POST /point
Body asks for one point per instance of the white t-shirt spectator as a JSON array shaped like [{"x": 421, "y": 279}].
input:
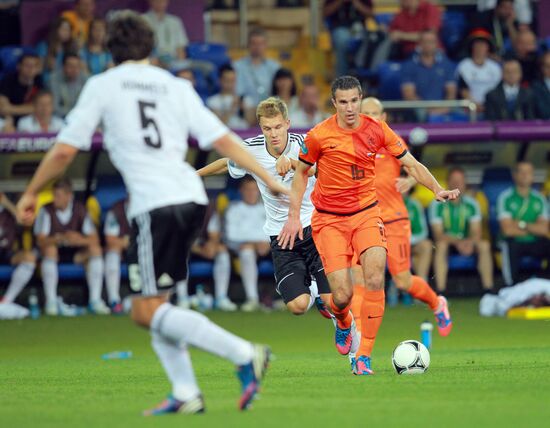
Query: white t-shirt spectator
[
  {"x": 223, "y": 103},
  {"x": 479, "y": 79},
  {"x": 30, "y": 124}
]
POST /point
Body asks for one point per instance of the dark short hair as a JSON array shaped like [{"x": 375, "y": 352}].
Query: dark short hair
[
  {"x": 224, "y": 68},
  {"x": 129, "y": 37},
  {"x": 63, "y": 183},
  {"x": 345, "y": 83},
  {"x": 454, "y": 170},
  {"x": 283, "y": 73}
]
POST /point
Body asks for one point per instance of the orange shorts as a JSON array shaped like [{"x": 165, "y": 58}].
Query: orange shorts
[
  {"x": 398, "y": 234},
  {"x": 339, "y": 237}
]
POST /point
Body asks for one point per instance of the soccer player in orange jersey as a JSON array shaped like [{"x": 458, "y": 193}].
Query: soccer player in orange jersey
[
  {"x": 347, "y": 219},
  {"x": 389, "y": 185}
]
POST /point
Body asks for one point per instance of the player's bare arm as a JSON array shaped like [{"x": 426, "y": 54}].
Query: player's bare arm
[
  {"x": 229, "y": 146},
  {"x": 215, "y": 168},
  {"x": 293, "y": 226},
  {"x": 421, "y": 174},
  {"x": 54, "y": 163}
]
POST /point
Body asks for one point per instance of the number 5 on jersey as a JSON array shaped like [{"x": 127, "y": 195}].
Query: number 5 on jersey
[{"x": 146, "y": 109}]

[Work required] Find the word "array" in the material, then list each line that holds it.

[Answer to the exercise]
Body asks for one point per instance of the white t-shirt spectator as a JSON array shaped like [{"x": 421, "y": 279}].
Body asks for one point per instance of the dark short hair as a JSON array shaped like [{"x": 375, "y": 352}].
Body asks for one point per instance of the orange shorts as a JSON array shaped like [{"x": 165, "y": 58}].
Body asks for one point per instance of the soccer player in orange jersey as a JSON array shaped like [{"x": 458, "y": 193}].
Body asks for one point per instance of the player's bare arm as a JSON array shaped like [{"x": 426, "y": 54}].
Body asks for one point per instance of the number 5 on jersey as a JSON array shaped like [{"x": 127, "y": 195}].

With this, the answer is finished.